(Items for location identification)
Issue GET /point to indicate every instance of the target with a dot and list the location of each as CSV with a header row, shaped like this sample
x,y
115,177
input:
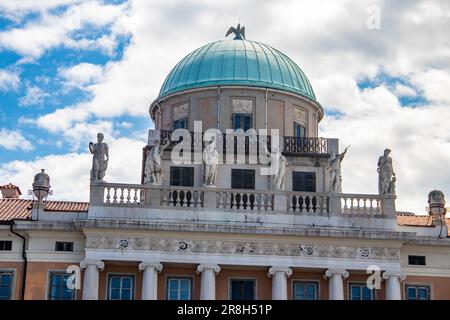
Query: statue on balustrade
x,y
100,158
386,175
210,163
278,163
153,170
334,165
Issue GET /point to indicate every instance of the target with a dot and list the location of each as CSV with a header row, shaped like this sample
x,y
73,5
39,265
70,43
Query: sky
x,y
71,68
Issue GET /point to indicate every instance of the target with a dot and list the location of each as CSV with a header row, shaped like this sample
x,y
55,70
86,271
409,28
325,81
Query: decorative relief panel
x,y
181,111
242,105
244,248
300,116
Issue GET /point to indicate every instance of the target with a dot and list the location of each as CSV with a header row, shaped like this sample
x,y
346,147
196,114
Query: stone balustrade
x,y
148,196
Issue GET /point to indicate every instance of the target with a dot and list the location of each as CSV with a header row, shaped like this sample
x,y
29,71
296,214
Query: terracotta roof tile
x,y
21,208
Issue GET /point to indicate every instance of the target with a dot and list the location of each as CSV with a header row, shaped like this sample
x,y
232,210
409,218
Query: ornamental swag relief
x,y
245,248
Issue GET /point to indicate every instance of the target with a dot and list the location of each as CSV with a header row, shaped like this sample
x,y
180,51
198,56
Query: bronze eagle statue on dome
x,y
239,32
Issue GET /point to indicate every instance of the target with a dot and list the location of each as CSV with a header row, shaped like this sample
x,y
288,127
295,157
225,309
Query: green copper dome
x,y
237,62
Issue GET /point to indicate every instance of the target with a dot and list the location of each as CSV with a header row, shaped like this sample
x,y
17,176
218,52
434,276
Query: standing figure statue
x,y
386,175
279,163
100,158
210,163
334,165
153,170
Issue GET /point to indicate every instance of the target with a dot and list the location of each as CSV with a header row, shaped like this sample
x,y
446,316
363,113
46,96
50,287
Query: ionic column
x,y
336,283
150,279
208,281
279,282
393,290
90,283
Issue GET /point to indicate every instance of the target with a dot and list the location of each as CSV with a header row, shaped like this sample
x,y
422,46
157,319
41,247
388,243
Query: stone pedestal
x,y
393,288
90,283
150,279
336,283
208,281
279,282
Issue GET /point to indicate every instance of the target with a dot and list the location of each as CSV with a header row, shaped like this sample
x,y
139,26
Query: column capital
x,y
391,274
276,269
203,267
150,264
342,272
87,262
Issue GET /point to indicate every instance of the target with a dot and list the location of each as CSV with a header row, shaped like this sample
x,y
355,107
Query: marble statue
x,y
279,164
334,165
100,158
210,163
386,175
153,170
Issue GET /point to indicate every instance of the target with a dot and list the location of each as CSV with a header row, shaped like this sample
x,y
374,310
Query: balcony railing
x,y
250,143
146,196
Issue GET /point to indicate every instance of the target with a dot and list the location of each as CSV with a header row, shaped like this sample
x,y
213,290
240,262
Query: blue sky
x,y
72,68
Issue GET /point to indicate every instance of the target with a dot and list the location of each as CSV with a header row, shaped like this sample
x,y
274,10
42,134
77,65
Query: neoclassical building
x,y
239,199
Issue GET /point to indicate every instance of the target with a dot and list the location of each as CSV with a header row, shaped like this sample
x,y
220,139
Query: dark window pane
x,y
411,293
242,179
179,288
417,260
356,293
5,245
242,289
179,124
182,176
304,181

▶ AIM OF THE TASK
Report each line in the data above that contains the string "stone".

▶ COMPLETE OUTPUT
Query: stone balustrade
Query: stone pedestal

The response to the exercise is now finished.